[Dataset records]
== Segment start ==
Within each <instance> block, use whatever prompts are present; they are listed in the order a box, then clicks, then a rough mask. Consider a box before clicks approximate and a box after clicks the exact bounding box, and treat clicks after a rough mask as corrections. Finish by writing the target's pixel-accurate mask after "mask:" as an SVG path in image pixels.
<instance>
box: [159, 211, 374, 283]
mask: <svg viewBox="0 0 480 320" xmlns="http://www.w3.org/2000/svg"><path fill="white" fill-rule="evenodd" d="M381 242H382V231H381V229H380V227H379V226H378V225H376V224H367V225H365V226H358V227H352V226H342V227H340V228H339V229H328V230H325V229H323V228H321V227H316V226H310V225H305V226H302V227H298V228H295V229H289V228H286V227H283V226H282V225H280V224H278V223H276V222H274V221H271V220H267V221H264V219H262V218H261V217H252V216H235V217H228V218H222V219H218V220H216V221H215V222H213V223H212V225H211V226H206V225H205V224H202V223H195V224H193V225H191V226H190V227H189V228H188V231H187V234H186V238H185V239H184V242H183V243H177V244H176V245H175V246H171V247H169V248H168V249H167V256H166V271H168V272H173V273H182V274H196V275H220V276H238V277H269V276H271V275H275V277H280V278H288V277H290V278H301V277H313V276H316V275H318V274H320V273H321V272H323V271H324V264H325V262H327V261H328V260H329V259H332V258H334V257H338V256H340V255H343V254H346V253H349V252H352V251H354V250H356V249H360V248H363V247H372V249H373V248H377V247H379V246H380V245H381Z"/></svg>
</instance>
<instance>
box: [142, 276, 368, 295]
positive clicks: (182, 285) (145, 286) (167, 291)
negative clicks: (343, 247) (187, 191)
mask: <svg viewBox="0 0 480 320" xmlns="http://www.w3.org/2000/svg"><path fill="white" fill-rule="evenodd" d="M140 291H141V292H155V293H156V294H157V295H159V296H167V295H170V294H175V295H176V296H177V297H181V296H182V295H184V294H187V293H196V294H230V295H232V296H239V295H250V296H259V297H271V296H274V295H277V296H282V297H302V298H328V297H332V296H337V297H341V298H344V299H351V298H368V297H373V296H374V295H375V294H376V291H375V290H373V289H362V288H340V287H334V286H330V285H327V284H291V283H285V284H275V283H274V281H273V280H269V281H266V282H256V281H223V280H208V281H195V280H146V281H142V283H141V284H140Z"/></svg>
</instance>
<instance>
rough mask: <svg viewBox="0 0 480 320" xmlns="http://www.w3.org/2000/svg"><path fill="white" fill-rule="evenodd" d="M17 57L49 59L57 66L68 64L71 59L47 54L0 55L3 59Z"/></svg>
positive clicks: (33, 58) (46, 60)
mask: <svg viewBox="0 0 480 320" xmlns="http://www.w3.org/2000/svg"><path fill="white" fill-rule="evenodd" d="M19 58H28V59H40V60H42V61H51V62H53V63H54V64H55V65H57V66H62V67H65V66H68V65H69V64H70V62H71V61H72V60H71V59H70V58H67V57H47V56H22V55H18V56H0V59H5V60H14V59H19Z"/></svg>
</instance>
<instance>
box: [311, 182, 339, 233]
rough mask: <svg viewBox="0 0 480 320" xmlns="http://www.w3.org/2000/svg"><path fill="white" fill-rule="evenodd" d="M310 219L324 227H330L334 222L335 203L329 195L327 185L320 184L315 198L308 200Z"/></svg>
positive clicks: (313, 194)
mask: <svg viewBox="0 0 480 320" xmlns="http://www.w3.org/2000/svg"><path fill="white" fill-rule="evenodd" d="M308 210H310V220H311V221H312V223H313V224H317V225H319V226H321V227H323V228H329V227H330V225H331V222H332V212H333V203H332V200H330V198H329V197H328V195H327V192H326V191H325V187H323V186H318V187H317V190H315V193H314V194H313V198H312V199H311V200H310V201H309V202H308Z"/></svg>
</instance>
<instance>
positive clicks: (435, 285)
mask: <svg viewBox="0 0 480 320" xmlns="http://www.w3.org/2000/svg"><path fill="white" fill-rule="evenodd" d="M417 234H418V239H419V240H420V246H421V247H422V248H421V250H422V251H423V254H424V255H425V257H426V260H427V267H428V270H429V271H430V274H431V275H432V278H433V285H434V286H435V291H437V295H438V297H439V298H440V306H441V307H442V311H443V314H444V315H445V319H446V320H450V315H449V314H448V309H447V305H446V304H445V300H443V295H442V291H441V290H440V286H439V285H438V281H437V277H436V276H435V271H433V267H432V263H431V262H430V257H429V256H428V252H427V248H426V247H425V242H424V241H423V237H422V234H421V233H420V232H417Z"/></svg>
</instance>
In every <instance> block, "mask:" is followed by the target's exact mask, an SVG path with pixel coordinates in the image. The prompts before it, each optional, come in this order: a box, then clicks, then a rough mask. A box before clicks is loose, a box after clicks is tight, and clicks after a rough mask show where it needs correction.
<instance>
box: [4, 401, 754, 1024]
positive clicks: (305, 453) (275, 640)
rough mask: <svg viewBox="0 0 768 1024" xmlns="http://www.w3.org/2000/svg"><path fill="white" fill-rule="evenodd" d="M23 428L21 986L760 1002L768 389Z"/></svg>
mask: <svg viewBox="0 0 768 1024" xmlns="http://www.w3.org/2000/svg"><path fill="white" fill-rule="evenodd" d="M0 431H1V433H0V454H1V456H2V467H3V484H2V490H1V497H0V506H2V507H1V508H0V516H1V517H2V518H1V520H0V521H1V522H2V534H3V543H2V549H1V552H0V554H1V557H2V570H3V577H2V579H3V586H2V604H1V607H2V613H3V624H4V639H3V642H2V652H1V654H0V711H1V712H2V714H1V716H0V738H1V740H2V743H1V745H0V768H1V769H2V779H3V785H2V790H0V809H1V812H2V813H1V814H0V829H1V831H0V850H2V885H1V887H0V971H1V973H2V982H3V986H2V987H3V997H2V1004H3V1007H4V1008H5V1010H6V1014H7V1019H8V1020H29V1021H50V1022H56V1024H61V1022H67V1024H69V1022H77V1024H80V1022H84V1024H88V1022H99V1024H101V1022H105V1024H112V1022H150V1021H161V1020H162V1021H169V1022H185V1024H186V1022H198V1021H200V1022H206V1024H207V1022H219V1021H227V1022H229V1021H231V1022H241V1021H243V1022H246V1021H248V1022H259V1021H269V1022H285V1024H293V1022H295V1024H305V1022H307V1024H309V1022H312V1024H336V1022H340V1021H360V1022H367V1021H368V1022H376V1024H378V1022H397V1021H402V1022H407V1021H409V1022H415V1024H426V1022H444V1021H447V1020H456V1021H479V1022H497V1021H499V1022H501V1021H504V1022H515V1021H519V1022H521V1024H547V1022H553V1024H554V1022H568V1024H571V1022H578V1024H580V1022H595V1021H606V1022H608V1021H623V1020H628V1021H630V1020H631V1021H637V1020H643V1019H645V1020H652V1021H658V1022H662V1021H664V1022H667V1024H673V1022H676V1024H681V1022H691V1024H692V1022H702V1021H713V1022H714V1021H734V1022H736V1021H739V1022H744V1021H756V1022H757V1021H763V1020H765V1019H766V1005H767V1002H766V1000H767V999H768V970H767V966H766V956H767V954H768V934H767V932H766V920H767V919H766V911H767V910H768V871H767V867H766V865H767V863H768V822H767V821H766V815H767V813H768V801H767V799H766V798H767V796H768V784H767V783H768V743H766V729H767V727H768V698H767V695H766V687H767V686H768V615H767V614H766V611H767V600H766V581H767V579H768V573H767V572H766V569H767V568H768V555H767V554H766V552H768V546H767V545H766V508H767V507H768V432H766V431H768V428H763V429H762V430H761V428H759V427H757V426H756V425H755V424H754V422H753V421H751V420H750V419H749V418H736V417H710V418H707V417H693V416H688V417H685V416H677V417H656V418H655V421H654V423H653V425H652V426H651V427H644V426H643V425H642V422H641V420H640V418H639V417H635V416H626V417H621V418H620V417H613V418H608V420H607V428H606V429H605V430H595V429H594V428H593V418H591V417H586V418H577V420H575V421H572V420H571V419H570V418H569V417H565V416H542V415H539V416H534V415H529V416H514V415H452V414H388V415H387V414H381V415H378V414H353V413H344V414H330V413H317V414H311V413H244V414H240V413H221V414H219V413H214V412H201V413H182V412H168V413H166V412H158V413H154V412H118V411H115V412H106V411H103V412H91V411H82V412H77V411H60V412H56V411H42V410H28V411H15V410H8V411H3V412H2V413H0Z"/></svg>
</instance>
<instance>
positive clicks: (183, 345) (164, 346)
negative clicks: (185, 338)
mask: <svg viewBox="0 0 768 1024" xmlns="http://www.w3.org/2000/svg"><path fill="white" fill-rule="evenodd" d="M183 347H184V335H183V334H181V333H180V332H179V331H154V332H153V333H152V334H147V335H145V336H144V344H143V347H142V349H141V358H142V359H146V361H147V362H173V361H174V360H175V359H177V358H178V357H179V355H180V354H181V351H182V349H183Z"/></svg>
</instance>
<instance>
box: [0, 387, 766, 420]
== Segment end ==
» **EXERCISE PROMPT**:
In the lines above, spot each one that contains the word "exact" and copy it.

» **SOLUTION FOR THIS PROBLEM**:
Within each <instance> block, use whatever prompts are present; they are listed in the order a box, then clicks, then a rough mask. Consider a box before clicks approximate and a box after clicks the exact bounding box, and treat clicks after a rough mask as corrections. Finish by writing the target's pixel-accurate mask after "mask:" as an SVG path in image pixels.
In every <instance> block, "mask:" is followed by the target's exact mask, an SVG path with pixel coordinates in the image. The prompts before it, each optional, come in this order: a box, then clicks, then a rough mask. A box before clicks is loose, a box after clicks is tight, and clicks after a rough mask show where it needs correction.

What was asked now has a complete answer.